• _Passage_
Method: Electrospun PCL laminate with sub-micron fibres arranged in aligned manners were prepared and their anisotropic mechanical property were further characterised at various stretching angle. Biocompatibility of electrospun layers with human mesenchymal stem cells (hMSCs) was carried out to assess cell adhesion, viability and orientation with the configuration of single laminate. Viability of cells at the interface of stacked angle-ply laminates with/without exposure to confined compression was also assess using BOSE bioreactor.
Results: Aligned PCL nano-fibers can be applied as a template to guide the alignment of hMSCs.

• _Data section_
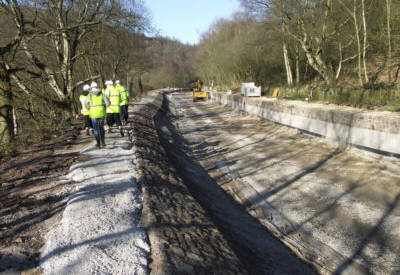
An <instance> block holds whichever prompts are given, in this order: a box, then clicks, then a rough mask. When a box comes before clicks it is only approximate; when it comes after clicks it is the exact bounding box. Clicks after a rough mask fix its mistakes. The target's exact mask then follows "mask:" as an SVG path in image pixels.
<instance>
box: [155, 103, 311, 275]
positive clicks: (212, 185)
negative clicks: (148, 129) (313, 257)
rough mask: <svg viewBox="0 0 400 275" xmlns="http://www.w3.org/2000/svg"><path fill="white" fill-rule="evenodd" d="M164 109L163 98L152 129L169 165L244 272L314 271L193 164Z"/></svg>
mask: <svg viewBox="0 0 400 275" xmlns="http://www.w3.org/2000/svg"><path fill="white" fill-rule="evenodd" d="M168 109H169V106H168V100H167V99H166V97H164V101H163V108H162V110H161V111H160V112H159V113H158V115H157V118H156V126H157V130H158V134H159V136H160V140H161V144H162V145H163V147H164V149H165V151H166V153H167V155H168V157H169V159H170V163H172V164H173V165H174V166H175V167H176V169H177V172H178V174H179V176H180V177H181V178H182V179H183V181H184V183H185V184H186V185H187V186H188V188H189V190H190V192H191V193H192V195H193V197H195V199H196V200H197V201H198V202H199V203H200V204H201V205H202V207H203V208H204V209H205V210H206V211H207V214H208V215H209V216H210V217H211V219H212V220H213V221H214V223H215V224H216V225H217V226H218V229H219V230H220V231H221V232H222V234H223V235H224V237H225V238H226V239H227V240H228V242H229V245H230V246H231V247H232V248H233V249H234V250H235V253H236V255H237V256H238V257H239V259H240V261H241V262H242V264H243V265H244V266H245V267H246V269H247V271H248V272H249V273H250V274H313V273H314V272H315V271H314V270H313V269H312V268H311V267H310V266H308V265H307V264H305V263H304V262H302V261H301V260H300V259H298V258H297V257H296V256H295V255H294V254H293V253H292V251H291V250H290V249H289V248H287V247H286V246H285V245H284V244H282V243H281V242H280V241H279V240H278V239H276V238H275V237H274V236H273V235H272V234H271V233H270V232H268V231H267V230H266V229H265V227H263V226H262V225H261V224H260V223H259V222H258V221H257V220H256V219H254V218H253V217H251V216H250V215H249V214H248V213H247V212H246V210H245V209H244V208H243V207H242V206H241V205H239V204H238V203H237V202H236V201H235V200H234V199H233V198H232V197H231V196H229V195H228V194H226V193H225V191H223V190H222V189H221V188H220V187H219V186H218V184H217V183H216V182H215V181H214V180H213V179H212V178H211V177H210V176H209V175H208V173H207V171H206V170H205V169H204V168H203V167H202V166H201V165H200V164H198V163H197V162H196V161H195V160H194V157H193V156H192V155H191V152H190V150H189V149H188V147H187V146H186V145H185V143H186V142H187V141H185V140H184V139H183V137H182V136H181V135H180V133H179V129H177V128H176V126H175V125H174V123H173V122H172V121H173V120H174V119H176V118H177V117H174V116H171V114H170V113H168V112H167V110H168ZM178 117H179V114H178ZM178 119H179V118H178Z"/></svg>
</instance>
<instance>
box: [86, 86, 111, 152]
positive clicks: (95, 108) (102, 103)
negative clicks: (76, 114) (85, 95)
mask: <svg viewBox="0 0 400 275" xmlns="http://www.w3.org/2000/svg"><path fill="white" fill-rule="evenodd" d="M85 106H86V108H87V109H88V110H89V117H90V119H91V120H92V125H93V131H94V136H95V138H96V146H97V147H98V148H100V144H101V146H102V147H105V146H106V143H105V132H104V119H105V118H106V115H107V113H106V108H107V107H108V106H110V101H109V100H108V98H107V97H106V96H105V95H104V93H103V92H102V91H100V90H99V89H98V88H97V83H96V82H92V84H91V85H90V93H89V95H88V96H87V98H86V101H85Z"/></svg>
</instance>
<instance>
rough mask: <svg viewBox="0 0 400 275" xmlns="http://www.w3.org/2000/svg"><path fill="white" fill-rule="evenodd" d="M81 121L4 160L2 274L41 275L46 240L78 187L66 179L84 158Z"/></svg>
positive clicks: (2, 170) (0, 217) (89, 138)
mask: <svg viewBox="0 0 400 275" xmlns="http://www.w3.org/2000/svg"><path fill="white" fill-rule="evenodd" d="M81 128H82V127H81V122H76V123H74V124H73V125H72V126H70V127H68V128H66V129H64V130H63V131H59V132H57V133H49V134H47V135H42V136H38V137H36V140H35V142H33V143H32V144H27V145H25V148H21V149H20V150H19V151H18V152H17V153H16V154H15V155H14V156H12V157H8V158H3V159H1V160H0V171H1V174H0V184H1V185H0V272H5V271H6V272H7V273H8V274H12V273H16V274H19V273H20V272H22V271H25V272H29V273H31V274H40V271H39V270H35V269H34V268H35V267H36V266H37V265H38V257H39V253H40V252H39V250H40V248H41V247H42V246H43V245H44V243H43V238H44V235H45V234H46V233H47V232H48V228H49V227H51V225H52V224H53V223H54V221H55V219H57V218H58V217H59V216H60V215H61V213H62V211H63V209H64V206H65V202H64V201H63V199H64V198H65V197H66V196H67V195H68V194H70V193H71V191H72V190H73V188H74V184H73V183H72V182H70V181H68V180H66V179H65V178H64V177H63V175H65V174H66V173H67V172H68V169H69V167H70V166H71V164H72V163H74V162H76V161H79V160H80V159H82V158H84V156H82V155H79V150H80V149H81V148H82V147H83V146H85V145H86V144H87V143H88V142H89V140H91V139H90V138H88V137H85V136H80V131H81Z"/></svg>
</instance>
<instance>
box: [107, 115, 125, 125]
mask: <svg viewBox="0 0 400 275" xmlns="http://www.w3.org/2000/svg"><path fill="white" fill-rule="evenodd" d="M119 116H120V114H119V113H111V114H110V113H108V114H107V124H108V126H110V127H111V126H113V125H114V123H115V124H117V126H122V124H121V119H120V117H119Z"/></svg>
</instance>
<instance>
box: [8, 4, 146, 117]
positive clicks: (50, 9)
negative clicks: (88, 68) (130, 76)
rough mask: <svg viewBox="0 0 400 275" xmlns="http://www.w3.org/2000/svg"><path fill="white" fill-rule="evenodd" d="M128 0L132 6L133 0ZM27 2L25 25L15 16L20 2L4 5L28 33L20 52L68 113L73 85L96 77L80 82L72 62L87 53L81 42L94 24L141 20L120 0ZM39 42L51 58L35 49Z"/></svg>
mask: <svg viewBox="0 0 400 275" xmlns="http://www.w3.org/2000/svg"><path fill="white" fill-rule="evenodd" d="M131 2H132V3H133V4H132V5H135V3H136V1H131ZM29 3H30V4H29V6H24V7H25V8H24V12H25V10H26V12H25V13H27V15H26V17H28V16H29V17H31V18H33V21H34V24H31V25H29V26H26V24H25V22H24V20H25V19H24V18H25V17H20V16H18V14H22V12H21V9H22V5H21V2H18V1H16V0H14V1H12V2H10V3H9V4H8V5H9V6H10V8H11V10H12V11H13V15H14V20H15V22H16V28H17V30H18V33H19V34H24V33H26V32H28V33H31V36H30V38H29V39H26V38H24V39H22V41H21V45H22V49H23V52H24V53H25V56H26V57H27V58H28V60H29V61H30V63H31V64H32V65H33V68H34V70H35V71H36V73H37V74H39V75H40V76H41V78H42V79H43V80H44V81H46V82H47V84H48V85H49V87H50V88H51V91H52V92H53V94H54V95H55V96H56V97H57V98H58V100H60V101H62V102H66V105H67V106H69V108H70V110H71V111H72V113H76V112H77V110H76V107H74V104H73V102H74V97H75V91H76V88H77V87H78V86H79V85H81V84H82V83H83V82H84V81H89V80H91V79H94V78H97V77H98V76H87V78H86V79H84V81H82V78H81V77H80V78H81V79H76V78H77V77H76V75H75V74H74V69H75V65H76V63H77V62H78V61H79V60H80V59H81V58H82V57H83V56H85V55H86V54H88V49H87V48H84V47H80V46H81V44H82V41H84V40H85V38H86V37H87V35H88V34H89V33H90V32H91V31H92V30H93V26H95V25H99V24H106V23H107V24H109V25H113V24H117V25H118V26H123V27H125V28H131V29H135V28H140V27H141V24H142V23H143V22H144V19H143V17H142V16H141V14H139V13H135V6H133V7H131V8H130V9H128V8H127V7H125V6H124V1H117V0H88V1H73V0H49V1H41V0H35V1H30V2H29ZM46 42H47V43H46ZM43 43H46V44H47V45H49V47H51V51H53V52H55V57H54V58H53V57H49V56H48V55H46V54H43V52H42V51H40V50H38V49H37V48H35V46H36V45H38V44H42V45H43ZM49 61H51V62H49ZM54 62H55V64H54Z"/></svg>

• _Exercise tasks_
1. List the cell properties that the passage on electrospun PCL laminates says were assessed with hMSCs on a single laminate.
2. Continue the summary of the electrospun PCL laminate study from the end of its last sentence.

• _Responses to the tasks_
1. adhesion, viability, orientation

2.
Mechanical properties of the electrospun PCL laminates dependence on the combination of fibre orientation and environmental conditions. hMSCs cultured on mono-, double- and multi-layers showed a strong influence of laminate scaffold features and configuration on cell morphology and viability. Cells showed good integration with 3-dimensionally angle-ply arranged electrospun PCL layers, and migration capability. Cell viability was found to be dependent on matrix thickness and, to a less extent, fibre diameter. A reliable methodology to mount cellularised double layers around agarose cores, in order to resemble the IVD configuration, was developed and found to be adequate when subjected to compressive mechanical stimulation in the bioreactor.
Conclusion: Electrospun nano- and micro-fibres can be produced with controllable fibre size and orientation arrangement. Synergistic investigations that combine the development of novel material and scaffold design and production could be one of the most promising modular approaches for tissue engineering and regenerative medicine of IVD.
Research supported by Loughborough University graduate school PhD studentship (AF), Royal Society and FP7 SkelGen.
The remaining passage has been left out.